*** ОТРЫВОК

Так мы и существовали в разных вселенных. Он - в текстах, словах, раздумьях, мыслях. Я - в проектах, задачах, статьях, отчетах. И пересеклись-то еще только раз, при обсуждении моей статьи об историческом событии, которую он похвалил, хотя и сказал, что «событие - это очень большая тема». Скромный, немодный, неактуальный, немного чудаковатый Профессионал поставил перед собой задачу проделать в русском языке ту же работу, которую Хайдеггер проделал в немецком, и через решение этой задачи ставший «русским Хайдеггером». Более того, Владимир Вениаминович не остановился на языке, темой его рассуждений стали право, Россия, жизнь и сама Философия. Тем самым он, преодолевая схематизм узкой специализации, навязанный нам современными дисциплинарными рамками, вышел в пространство философии. И оказалось, что это и есть его место, его воздух и его сущность. Внезапно в конце 1990-х я услышал от «вчерашнего» выпускника философского факультета такую оценку нашей альма-матер: - «Да у нас там и философов не было, только Бибихин».
Передо мной на столе «Sein und Zeit» в переводе Бибихина. Можно считать, что это - не идеальный перевод Хайдеггера, что это больше Бибихин, переводящий Хайдеггера, чем сам Хайдеггер. Но с моей точки зрения - это профессиональный подвиг. Он сделал то, чего другие не могли сделать в течение семидесяти лет. И тем самым реализовал свой талант в философии, не разменивая его на моду и актуальность. Сможем ли мы?

******

_ЧТО СДЕЛАТЬ_
1) Ответь коротко на вопросы по отрывку о Бибихине.
(a) Какие темы, кроме языка, стали предметом рассуждений Владимира Вениаминовича?
(b) Какая книга в переводе Бибихина лежит на столе?
(c) Сколько лет другие не могли сделать то, что сделал Бибихин?
2) Скопируй без изменений часть отрывка о Бибихине, которая начинается со слов "Передо мной на" и заканчивается словами "Сможем ли мы?".
Следующие данные взяты из другого источника.

*** ИСХОДНЫЕ ДАННЫЕ

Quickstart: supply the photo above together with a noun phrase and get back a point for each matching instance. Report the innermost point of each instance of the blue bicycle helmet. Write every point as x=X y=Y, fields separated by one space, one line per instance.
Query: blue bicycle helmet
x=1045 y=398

******

_ОТВЕТЫ ПО ПОРЯДКУ_
1)
(a) Право, Россия, жизнь и сама Философия.
(b) «Sein und Zeit».
(c) Семьдесят лет.

2)
Передо мной на столе «Sein und Zeit» в переводе Бибихина. Можно считать, что это - не идеальный перевод Хайдеггера, что это больше Бибихин, переводящий Хайдеггера, чем сам Хайдеггер. Но с моей точки зрения - это профессиональный подвиг. Он сделал то, чего другие не могли сделать в течение семидесяти лет. И тем самым реализовал свой талант в философии, не разменивая его на моду и актуальность. Сможем ли мы?